▶ TO DO
1) In the passage on free debate, which book was Murray at Middlebury to discuss?
2) Does the passage on free debate support each statement? Answer yes or no for each, and quote the deciding words. (a) The Bell Curve was 22 years old at the time. (b) Murray came to Middlebury to talk about genetics. (c) Most societies have historically agreed to rules of "process."
3) Reproduce the stretch of the passage on free debate from "Certainly, students upset" through "students must value.", word for word.

▶ PROVIDED PASSAGE
━━━━━━━━━━━━━━━━

So we need to defend these fundamental ideas, publicly, clearly and consistently. The ground rules of debate have become the matter we are debating.
So why value free and open debate, and tolerance of ideas you find wrong or even “hateful”?
Epistemic humility is a good place to start. No matter how certain you are that the other guy is wrong, it’s generally worth considering the possibility that maybe you’re the one who is wrong. And no matter how much error the other guy is in, there’s a good chance you can learn from him anyway.
Any honest and knowledgeable person would grant that college students could have learned something from Murray’s lecture. The presumed cause of these students’ ire is a passage in Chapter 13 of a 22-year-old book, The Bell Curve, in which Murray and his co-author wrote that data suggest that genetics, among other factors, plays a significant role in racial IQ differences.
But Murray (a fine scholar and thoroughly decent man) wasn’t at Middlebury to discuss The Bell Curve or genetics. He was there to discuss his indispensible 2012 book, Coming Apart, which isn’t about racial differences at all, but about the growing cultural chasm between upper-middle-class, highly educated white people, and less educated rural whites.
Certainly, students upset that Trump won the election could learn something useful from an account of the disenchantment of rural white America. Surely there’s some common ground between progressive crusaders and an author researching the social causes of inequality. Maybe, just maybe, Middlebury students could learn something from Murray’s findings about socio-economic bubbles.
They may think Murray is wrong, but even wrong people have right ideas or at least good questions. To reject that is to abandon the humility and curiosity that surely these college students must value.
A second case against the radicals’ censoriousness is that it relies on a physical, corporal advantage that they may not always have. Their yelling and accosting weren’t that far out of the ordinary. Recall Missouri assistant professor at Missouri who called for “some muscle” to keep a student journalist from covering protestors.
At Middlebury, radicals may be the majority. Certainly, they were the majority of that room. But when they walk off their leafy campus into the real world, they may not be a majority anymore. Do they really want a world in which the loudest, strongest and biggest get to determine which ideas are aired? Have they thought through the merits and dangers of suggesting, as they did, that might makes right?
The West has generally agreed to rules of “process” in part to lower the stakes of politics and debates. Not all societies do this now, and most have historically not done so. In some cultures, the losers are killed or exiled. Think of Vladimir Putin’s Russia or Saddam Hussein’s Iraq.

━━━━━━━━━━━━━━━━

▶ DATA RECORDS
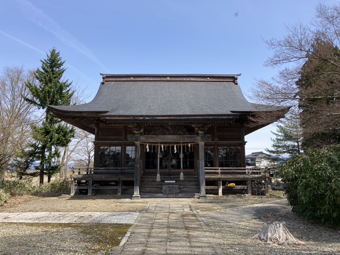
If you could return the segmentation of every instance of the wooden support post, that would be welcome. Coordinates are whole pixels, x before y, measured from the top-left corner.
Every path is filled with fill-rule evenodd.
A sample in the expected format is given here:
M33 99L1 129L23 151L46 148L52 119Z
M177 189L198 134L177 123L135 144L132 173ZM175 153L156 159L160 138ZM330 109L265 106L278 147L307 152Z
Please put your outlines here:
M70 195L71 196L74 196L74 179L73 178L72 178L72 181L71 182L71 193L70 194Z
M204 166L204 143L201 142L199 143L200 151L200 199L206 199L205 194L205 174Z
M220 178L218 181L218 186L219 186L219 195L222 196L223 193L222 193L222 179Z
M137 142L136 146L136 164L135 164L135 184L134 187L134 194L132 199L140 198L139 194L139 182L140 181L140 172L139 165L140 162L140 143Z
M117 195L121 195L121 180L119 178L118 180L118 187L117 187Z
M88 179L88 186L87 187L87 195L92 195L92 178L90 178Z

━━━━━━━━━━━━━━━━

▶ ANSWERS IN ORDER
1) Coming Apart, his 2012 book about the growing cultural chasm between upper-middle-class, highly educated white people and less educated rural whites.

2)
(a) Yes: "a 22-year-old book, The Bell Curve"
(b) No: "Murray (a fine scholar and thoroughly decent man) wasn’t at Middlebury to discuss The Bell Curve or genetics"
(c) No: "Not all societies do this now, and most have historically not done so."

3)
Certainly, students upset that Trump won the election could learn something useful from an account of the disenchantment of rural white America. Surely there’s some common ground between progressive crusaders and an author researching the social causes of inequality. Maybe, just maybe, Middlebury students could learn something from Murray’s findings about socio-economic bubbles.
They may think Murray is wrong, but even wrong people have right ideas or at least good questions. To reject that is to abandon the humility and curiosity that surely these college students must value.